Goal of the exercise —
Lines before the one containing "of the white" are left out; copy that line and every later line through the end of the data exactly.

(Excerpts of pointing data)

· · · · ·

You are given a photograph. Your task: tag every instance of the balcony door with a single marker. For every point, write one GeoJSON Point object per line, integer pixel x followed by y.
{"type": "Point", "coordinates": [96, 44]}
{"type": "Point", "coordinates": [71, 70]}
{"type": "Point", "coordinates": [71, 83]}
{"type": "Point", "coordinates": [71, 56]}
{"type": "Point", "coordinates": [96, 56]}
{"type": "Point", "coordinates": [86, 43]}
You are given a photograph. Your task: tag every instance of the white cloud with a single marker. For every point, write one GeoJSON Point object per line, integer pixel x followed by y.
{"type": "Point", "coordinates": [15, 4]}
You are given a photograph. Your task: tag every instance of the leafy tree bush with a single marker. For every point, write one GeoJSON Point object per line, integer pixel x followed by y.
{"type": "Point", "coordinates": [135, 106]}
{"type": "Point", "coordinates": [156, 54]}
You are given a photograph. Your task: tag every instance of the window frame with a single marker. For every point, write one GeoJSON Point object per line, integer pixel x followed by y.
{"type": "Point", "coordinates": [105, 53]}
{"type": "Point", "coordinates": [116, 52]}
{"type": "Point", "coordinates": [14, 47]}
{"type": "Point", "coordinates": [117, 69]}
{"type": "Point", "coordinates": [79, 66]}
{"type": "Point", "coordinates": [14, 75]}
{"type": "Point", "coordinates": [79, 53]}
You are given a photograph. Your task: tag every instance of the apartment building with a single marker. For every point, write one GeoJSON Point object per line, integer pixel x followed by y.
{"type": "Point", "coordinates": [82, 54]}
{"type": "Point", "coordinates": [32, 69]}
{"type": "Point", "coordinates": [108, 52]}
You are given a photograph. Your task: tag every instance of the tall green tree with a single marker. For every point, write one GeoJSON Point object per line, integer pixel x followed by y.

· · · · ·

Solution to the exercise —
You are given a photograph. Your task: tag every instance of the white cloud with a single marker. For every point, write one GeoJSON Point object per line, integer pixel x followed by y.
{"type": "Point", "coordinates": [15, 4]}
You are given a photograph. Your task: tag every instance of the leafy tree bush with a single marker. For every point, write one GeoJSON Point object per line, integer pixel x followed by y.
{"type": "Point", "coordinates": [135, 106]}
{"type": "Point", "coordinates": [156, 54]}
You are given a photograph. Your task: tag every instance of the window frame with a single marker. For every point, write one GeoJSON Point object per line, integer pixel x followed by y.
{"type": "Point", "coordinates": [105, 53]}
{"type": "Point", "coordinates": [116, 52]}
{"type": "Point", "coordinates": [14, 47]}
{"type": "Point", "coordinates": [117, 69]}
{"type": "Point", "coordinates": [79, 66]}
{"type": "Point", "coordinates": [14, 75]}
{"type": "Point", "coordinates": [79, 53]}
You are given a photograph. Your task: tag every instance of the apartment building with a single marker. For every point, write one GeoJSON Point object per line, integer pixel x followed by y.
{"type": "Point", "coordinates": [82, 54]}
{"type": "Point", "coordinates": [32, 69]}
{"type": "Point", "coordinates": [108, 52]}
You are given a photograph. Your task: tag every instance of the tall green tree with a single marker. For every point, write one GeoJSON Point object per line, integer pixel x followed by y.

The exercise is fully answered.